Exercises to complete:
**A)** Reproduce word for word the part of the passage about Electric Minds that runs from "It would not" up to and including "the royalties? Unfair!".
**B)** Pick out each line of the entries that contains the word "black".

Page excerpt:
- - - - - - -
YOYW, we used to say
around Electric Minds. Obviously the founder of that virtual community, Howard
Rheingold, would hold to that belief, published author that he was. You Own
Your Words.
When we posted at EM,
our words were out there in Cyberia, seemingly free to be read by anyone who
had lurking (reading without posting) privileges. Still, our words were still
ours. It wasn’t okay for others to exploit them. They could be quoted, but
within the community, and credited to us.
It would not be okay
for anyone to drop in at one of the poetry slams and snitch a clever verse and
use it as a jingle in a commercial. How about the Limerick topic, where one
person might post, say, “There was an old hippy on EM,” and then four others
would post, in rapid succession, “Who’d write words but never would free ʼem.”
“When asked, ‘Is that fair?’” “He’d stoutly declare,” “’You’re lucky that I let
you see ʼem.” What if someone collected the limericks thus produced collaboratively
and published them in a best-selling anthology? Without permission from the
various post-ers, and without sharing the royalties? Unfair!
- - - - - - -
[Region outline entries]
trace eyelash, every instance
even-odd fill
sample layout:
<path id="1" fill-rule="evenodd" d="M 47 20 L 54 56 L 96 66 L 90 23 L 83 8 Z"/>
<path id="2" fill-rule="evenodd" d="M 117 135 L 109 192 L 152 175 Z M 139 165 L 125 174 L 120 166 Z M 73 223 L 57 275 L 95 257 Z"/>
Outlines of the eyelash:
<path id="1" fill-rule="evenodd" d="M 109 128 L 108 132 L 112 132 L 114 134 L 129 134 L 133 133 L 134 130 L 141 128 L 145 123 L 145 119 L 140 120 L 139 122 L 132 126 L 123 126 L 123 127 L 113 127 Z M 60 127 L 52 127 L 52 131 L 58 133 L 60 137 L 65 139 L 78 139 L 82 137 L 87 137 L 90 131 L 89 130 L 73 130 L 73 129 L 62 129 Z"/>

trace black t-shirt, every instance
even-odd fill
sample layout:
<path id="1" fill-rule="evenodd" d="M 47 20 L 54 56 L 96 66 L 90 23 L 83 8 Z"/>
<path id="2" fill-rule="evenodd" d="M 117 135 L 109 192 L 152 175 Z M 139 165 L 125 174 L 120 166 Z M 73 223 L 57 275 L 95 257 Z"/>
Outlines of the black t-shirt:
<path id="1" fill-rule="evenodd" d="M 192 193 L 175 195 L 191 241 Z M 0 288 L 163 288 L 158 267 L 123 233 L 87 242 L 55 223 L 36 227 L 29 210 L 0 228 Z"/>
- - - - - - -
Task-by-task solutions:
**A)**
It would not be okay
for anyone to drop in at one of the poetry slams and snitch a clever verse and
use it as a jingle in a commercial. How about the Limerick topic, where one
person might post, say, “There was an old hippy on EM,” and then four others
would post, in rapid succession, “Who’d write words but never would free ʼem.”
“When asked, ‘Is that fair?’” “He’d stoutly declare,” “’You’re lucky that I let
you see ʼem.” What if someone collected the limericks thus produced collaboratively
and published them in a best-selling anthology? Without permission from the
various post-ers, and without sharing the royalties? Unfair!

**B)**
trace black t-shirt, every instance
Outlines of the black t-shirt:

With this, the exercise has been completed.